-- SUPPLIED RECORDS start --

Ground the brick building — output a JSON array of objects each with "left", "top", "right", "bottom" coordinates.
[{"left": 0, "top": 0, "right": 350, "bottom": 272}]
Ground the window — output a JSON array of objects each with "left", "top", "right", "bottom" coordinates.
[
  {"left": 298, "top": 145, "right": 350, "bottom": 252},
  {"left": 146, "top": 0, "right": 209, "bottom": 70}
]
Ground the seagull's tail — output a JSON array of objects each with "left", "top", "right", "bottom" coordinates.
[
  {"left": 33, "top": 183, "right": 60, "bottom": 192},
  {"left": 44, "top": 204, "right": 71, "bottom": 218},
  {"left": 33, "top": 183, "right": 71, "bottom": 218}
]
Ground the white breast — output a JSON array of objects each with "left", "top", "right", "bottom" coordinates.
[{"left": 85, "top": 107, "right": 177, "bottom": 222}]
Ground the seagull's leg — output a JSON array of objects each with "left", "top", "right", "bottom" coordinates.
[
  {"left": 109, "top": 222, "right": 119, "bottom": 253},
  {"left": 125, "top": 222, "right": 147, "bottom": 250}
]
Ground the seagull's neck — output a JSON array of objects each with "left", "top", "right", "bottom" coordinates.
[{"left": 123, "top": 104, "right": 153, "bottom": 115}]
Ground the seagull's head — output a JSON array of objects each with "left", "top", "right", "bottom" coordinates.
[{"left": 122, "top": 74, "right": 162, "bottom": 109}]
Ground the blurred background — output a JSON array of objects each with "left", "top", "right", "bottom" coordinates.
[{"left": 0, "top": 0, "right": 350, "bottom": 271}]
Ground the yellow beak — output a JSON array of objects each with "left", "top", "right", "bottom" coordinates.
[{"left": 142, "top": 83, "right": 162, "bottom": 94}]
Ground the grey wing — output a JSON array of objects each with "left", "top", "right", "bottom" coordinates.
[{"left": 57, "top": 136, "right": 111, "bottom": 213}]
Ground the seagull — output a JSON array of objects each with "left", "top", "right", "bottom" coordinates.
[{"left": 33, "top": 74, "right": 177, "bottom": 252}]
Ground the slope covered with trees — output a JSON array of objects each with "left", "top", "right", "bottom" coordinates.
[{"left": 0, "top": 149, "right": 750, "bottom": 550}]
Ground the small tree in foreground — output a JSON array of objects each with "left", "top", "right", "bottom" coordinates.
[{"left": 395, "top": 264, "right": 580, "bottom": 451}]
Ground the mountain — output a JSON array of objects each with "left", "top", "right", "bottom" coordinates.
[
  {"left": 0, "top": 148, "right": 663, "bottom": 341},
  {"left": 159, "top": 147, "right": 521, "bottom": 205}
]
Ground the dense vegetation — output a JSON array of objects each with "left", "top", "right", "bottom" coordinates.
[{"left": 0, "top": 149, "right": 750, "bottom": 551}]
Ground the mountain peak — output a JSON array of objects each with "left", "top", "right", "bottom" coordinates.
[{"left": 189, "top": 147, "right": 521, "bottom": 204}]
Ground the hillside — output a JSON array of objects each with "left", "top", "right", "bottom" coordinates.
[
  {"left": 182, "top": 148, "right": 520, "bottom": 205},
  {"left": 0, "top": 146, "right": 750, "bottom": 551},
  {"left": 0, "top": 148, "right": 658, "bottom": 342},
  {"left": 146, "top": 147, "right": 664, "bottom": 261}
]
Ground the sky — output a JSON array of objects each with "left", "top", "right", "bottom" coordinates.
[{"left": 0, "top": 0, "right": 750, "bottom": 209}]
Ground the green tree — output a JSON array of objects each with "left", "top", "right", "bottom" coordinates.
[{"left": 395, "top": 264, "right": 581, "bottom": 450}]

-- SUPPLIED RECORDS end --

GIVEN PROBLEM: Reproduce verbatim every line from the one holding "Ground the green" through the last line of the items above, inclusive.

ANSWER FOR THE TASK:
Ground the green tree — output a JSON array of objects each with "left", "top", "right", "bottom" coordinates.
[{"left": 395, "top": 264, "right": 581, "bottom": 450}]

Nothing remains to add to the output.